[Object point labels]
:::

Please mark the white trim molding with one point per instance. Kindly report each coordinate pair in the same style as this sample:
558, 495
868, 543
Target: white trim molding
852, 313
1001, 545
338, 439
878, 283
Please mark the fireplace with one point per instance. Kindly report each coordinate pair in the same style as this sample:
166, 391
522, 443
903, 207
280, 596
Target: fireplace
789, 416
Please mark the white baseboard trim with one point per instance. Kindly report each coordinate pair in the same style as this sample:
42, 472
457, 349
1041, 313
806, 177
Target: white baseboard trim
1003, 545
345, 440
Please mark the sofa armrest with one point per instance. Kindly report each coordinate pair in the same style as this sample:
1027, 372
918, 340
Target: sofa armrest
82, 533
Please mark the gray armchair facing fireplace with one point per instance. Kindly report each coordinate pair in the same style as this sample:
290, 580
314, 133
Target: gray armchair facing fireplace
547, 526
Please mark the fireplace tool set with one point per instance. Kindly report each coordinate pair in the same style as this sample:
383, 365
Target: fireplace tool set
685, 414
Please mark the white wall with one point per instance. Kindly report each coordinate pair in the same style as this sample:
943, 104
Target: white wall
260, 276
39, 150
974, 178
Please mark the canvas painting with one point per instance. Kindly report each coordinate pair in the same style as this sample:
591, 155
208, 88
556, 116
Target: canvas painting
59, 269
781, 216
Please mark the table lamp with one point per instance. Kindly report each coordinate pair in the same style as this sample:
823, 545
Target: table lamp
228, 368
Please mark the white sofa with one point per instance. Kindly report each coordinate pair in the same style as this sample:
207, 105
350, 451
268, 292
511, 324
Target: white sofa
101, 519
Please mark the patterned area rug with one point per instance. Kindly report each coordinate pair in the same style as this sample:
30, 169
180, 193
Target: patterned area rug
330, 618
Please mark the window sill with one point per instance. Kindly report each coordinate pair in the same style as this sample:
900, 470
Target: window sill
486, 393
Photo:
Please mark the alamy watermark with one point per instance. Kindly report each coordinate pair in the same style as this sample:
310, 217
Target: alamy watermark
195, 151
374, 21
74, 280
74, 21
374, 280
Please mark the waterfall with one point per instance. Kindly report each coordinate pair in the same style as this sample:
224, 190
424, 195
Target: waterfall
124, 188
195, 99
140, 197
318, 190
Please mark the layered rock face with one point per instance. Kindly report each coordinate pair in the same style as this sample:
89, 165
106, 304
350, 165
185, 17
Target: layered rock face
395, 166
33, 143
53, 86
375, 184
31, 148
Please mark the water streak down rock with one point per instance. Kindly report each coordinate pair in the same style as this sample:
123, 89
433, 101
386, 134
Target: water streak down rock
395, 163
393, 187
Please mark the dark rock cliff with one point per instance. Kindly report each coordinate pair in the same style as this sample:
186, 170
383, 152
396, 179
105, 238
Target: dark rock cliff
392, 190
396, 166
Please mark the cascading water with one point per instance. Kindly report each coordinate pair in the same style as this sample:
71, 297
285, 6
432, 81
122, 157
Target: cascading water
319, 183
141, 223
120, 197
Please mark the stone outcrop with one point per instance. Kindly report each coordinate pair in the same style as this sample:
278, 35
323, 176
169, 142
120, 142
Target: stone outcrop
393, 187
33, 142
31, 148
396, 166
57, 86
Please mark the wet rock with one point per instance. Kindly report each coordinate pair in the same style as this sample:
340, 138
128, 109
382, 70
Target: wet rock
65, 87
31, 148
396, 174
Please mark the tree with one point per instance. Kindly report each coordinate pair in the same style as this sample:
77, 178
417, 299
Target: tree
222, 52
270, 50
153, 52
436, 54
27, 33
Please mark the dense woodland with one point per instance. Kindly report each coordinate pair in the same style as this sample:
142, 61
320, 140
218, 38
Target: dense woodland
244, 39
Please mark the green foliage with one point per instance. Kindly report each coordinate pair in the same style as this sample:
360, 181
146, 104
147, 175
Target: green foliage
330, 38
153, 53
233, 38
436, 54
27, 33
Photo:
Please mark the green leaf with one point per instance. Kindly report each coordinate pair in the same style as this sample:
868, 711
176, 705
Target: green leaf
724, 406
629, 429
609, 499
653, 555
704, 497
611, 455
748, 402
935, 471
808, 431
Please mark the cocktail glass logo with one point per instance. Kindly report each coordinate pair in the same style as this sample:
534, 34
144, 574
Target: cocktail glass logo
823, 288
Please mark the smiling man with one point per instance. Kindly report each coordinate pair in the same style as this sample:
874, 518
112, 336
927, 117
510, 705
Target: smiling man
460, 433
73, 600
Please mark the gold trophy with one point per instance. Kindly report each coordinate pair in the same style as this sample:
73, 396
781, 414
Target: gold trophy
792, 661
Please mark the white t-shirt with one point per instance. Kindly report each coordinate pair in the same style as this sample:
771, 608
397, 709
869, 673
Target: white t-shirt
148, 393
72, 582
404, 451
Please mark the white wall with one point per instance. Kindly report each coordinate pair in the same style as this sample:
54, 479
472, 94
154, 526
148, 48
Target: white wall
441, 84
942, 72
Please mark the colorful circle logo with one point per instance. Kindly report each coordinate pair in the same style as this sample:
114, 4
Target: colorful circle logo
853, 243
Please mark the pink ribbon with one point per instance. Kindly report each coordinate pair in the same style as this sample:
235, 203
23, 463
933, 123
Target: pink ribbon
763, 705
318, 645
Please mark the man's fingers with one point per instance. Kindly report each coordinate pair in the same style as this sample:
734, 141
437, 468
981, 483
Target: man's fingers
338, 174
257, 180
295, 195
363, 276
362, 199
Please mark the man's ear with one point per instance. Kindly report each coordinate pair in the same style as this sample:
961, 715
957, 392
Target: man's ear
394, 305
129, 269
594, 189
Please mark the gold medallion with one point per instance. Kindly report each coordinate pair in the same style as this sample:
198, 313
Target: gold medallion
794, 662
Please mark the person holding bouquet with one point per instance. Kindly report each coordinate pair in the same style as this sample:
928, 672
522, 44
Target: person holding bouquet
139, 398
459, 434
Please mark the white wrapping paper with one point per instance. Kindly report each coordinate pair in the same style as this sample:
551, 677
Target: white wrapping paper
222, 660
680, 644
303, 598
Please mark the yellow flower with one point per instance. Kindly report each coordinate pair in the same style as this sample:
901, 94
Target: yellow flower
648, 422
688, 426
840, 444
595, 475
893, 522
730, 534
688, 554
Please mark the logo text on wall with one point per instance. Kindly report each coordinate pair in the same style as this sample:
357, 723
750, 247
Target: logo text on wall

:::

#### Exercise instructions
Copy out all of the lines above word for word.

#### Full output
Please mark the white trim molding with one point per instance. Kindly report each coordinate pair in the same style as this sample:
558, 495
868, 543
Target: white trim molding
852, 313
1001, 545
338, 439
878, 283
Please mark the fireplace with one point per instance. Kindly report each coordinate pair in the same style as this sample:
166, 391
522, 443
903, 207
280, 596
Target: fireplace
789, 416
Please mark the white baseboard trim with one point per instance. Kindly report each coordinate pair in the same style as this sample:
42, 472
457, 349
1041, 313
806, 177
Target: white baseboard trim
1003, 545
345, 440
Please mark the sofa armrest with one point per instance. Kindly report each coordinate pair in the same style as this sample:
1027, 372
918, 340
Target: sofa armrest
82, 533
Please mark the gray armchair facing fireplace with one point per instance. Kindly report each coordinate pair in the same style as this sample:
290, 580
314, 133
Target: gray armchair facing fireplace
547, 526
Please mark the fireplace tool set with one point per instance. Kindly report each coordinate pair in the same style as this sample:
383, 365
Target: fireplace tool set
685, 414
Please mark the white wall with one point per instance. Kindly report each coordinate pair in the same style as this sample:
943, 104
Target: white wall
260, 276
39, 150
974, 178
Please mark the canvas painting with one point per instance. Kindly report each coordinate pair in the same style as this sample:
591, 155
208, 88
556, 116
Target: canvas painting
59, 269
781, 216
Please mark the table lamp with one point per instance. Kindly report each coordinate pair in the same style as this sample:
823, 545
Target: table lamp
228, 368
Please mark the white sofa with one point per instance. Kindly report each coordinate pair in the same style as this sample:
207, 105
350, 451
268, 292
511, 324
Target: white sofa
101, 519
Please mark the patterned area rug with one point per instance. Kindly report each coordinate pair in the same style as this sample:
30, 169
180, 193
Target: patterned area rug
330, 618
Please mark the window sill with one point per instance. Kindly report each coordinate pair in the same style as this sample:
900, 470
Target: window sill
486, 393
Photo:
Please mark the alamy watermark with one point per instance. Kindly report each coordinate pair in the same style as this sample:
310, 217
Target: alamy watermark
195, 151
374, 21
74, 280
74, 21
374, 280
Please mark the waterfall with one point per instance. Kindly report each coordinate pair in the same style as this sample:
224, 190
424, 195
Target: waterfall
124, 188
195, 99
140, 197
318, 190
Please mark the layered rock face with one point per instance. Kindly report each coordinate pair in the same style as this sample:
89, 165
106, 304
350, 165
185, 17
Target: layered rock face
395, 166
33, 143
53, 86
375, 184
31, 148
Please mark the water streak down rock with one point per instance. Kindly report each coordinate pair in the same style as this sample:
123, 89
433, 101
386, 134
Target: water streak down rock
395, 163
393, 187
Please mark the dark rock cliff with one point per instance. Kindly report each coordinate pair in the same style as this sample:
186, 170
383, 152
396, 179
105, 238
Target: dark rock cliff
392, 190
396, 166
Please mark the cascading water with one point per instance. Kindly report each coordinate pair in the same style as this sample:
71, 297
285, 6
432, 81
122, 157
Target: cascading water
319, 183
141, 223
120, 197
Please mark the stone outcrop with one point per instance. Kindly report each coordinate pair in the same style as this sample:
278, 35
323, 176
169, 142
120, 142
Target: stone outcrop
393, 187
33, 142
31, 148
396, 166
57, 86
Please mark the wet rock with one point per instance. Kindly report each coordinate pair in the same style as this sample:
340, 138
128, 109
382, 70
Target: wet rock
65, 87
31, 148
396, 174
Please mark the tree with one point per instance. Kindly report each coordinate pair in the same style as this sample:
77, 178
417, 299
Target: tree
222, 52
270, 50
153, 52
436, 54
27, 33
Please mark the dense woodland with one point per instance. Kindly report each coordinate pair in the same style as this sample:
142, 61
320, 140
218, 38
Target: dense woodland
244, 39
Please mark the green foliage with one point per instance. Kindly report each coordinate pair in the same style as this sample:
360, 181
146, 104
147, 175
Target: green foliage
330, 38
153, 53
233, 38
436, 54
27, 33
Photo:
Please mark the green leaf with one point per instance. Kindly report each coordinate pair in the same style as this sample:
868, 711
176, 705
Target: green leaf
724, 406
629, 429
609, 499
653, 555
704, 497
611, 455
748, 402
935, 471
808, 431
Please mark the cocktail glass logo with one point per instance. Kindly report each coordinate pair in the same style as this sample:
534, 34
144, 574
Target: cocktail glass logo
823, 288
Please mark the smiling man with one point per instance. Kindly report each coordinate pair in the same style as this sample:
874, 518
112, 336
927, 117
510, 705
Target: smiling man
460, 433
73, 600
Please mark the gold trophy with one point per instance. Kindly report each coordinate pair in the same style as this sample:
73, 396
781, 414
Target: gold trophy
792, 661
Please mark the white t-shirt with one point per instance. Kindly report each coordinate pair in the same style as this sample:
771, 608
397, 709
869, 673
Target: white t-shirt
148, 393
72, 582
404, 451
Please mark the white wall with one point per instance. Kindly report each coordinate pair in the same style as this sample:
54, 479
472, 94
154, 526
148, 48
Target: white wall
441, 84
942, 72
Please mark the colorful circle logo with one point per instance. Kindly report each coordinate pair in the same style as this sample:
114, 4
Target: colorful circle logo
853, 243
Please mark the pink ribbon with one point per instance. Kindly report each coordinate pair in the same style as this sample:
235, 203
23, 463
933, 123
Target: pink ribbon
763, 705
318, 645
Please mark the man's fingers with one point per instance. Kindly report each coordinate pair in the same style as this sample:
734, 141
437, 468
981, 483
Target: man's fingers
338, 174
257, 180
295, 195
363, 276
362, 199
Please mark the man's ear with one point per instance. Kindly report each coordinate pair in the same style as this sample:
961, 715
957, 392
Target: man's ear
394, 305
129, 269
594, 189
Please mark the gold medallion with one point per instance. Kindly report each coordinate pair in the same style as this sample:
198, 313
Target: gold medallion
794, 662
Please mark the person holding bouquet with one point per instance. Kindly report each coordinate pair in the same style as this sample:
928, 672
522, 44
Target: person holding bouquet
139, 398
459, 434
Please mark the white wrapping paper with one point per instance. Kindly report each coordinate pair in the same style as this sample:
551, 677
Target: white wrapping paper
222, 660
680, 644
303, 598
Please mark the yellow flower with one point per instance. Kindly report each coordinate pair in the same style as this sample:
901, 94
Target: yellow flower
648, 422
688, 426
840, 444
595, 475
893, 522
730, 534
688, 554
Please mark the logo text on wall with one point per instance. Kindly report each coordinate pair in the same style as this sample:
357, 723
750, 247
Target: logo text on wall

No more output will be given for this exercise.